EXERCISE DATA>
· · · · · · ·

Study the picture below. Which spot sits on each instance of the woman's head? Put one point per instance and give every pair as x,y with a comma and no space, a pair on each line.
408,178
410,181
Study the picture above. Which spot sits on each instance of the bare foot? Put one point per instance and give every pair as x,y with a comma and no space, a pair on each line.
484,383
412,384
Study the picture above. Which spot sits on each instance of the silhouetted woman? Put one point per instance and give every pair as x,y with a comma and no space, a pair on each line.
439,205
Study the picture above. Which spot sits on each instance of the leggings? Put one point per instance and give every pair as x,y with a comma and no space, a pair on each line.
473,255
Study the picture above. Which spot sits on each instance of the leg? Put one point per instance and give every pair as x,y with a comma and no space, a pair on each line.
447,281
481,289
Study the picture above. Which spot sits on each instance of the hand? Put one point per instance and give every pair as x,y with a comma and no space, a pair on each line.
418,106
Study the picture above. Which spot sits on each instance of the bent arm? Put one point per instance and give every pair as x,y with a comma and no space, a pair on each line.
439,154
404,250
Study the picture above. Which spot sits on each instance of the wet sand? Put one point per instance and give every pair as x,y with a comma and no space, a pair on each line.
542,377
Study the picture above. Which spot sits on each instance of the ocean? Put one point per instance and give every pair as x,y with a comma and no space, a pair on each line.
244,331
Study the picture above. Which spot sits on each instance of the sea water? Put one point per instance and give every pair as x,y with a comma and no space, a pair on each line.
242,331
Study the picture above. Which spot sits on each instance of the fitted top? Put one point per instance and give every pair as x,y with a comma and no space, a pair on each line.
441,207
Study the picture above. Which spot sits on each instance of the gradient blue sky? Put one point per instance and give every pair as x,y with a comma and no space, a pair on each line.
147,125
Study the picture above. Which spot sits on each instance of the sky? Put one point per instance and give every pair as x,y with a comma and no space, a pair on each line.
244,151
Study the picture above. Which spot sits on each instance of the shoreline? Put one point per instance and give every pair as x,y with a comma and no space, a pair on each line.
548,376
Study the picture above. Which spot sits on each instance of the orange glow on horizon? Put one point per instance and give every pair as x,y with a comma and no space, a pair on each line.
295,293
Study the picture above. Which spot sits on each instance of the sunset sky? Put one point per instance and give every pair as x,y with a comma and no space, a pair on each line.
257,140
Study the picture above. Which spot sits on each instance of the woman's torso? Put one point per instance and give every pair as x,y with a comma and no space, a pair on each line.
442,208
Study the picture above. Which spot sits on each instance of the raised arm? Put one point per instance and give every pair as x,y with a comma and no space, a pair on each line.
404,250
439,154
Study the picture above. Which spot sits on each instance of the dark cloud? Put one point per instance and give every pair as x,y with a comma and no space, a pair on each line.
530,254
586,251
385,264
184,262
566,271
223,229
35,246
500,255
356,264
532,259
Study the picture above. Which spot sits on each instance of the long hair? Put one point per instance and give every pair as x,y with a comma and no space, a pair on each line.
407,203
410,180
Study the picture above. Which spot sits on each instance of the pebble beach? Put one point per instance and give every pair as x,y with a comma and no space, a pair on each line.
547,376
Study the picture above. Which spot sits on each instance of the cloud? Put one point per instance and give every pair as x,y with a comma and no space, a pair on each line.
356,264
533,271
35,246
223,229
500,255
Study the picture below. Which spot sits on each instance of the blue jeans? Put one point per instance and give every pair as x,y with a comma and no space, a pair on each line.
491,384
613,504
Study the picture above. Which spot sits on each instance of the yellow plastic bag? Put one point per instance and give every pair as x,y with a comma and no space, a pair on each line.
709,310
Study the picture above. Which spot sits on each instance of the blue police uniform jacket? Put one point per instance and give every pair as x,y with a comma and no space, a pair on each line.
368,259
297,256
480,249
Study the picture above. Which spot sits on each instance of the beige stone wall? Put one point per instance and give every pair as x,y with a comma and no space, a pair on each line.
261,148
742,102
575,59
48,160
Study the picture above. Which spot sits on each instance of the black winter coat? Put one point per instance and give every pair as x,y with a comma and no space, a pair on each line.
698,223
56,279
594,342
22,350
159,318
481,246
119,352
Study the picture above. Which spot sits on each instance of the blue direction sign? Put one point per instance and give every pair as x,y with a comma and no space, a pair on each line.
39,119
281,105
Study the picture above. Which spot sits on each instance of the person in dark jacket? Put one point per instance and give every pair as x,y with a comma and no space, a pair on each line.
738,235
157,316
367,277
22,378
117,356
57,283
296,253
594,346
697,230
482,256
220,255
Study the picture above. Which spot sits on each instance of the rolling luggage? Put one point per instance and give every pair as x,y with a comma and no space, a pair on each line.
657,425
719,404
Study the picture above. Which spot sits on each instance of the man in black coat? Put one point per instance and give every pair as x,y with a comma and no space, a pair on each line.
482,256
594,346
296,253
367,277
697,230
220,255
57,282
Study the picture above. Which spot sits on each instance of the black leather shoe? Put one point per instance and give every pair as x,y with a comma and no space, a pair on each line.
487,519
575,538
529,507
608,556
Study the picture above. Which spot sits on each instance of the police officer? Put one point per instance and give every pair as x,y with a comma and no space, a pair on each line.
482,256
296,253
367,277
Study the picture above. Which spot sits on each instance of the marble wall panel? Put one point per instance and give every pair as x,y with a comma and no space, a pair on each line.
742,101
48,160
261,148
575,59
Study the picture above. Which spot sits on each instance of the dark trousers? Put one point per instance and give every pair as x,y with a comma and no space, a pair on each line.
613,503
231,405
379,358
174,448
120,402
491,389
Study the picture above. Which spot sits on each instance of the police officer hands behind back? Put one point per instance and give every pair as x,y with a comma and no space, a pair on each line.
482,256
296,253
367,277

· · · · · · ·

EXERCISE DESCRIPTION>
Lay out the lines of the material above as a Markdown table with columns n and Line, from the line containing "the black leather" through the end of the material, inclusive, and skip any blank lines.

ANSWER IN FULL>
| n | Line |
|---|---|
| 1 | Study the picture above. Which spot sits on each instance of the black leather shoe? Put one point per instance and give every pair as x,y with a comma and no space, a pair on each line. |
| 2 | 487,519 |
| 3 | 575,538 |
| 4 | 529,507 |
| 5 | 608,556 |
| 6 | Study the picture above. Which spot sits on each instance of the police officer? Put one point per instance and give every pair as x,y with a comma and no space, a pair on each line. |
| 7 | 482,256 |
| 8 | 296,253 |
| 9 | 367,277 |
| 10 | Study the picture above. Which spot sits on each instance of the marble wall panel? Put one point per instance and give every pair as x,y with a comma and no space, a pair on each line. |
| 11 | 742,101 |
| 12 | 48,160 |
| 13 | 261,148 |
| 14 | 575,59 |
| 15 | Study the picture above. Which spot sits on each instance of the dark trousers? Put one point per instance and give every pair as x,y with a comma and no space, a pair on each line. |
| 16 | 613,503 |
| 17 | 231,405 |
| 18 | 379,358 |
| 19 | 174,448 |
| 20 | 120,402 |
| 21 | 491,389 |
| 22 | Study the picture above. Which spot sits on each instance of the police officer hands behind back? Put one point per instance and give every pair as x,y with a comma and no space, a pair on each line. |
| 23 | 482,256 |
| 24 | 296,253 |
| 25 | 367,277 |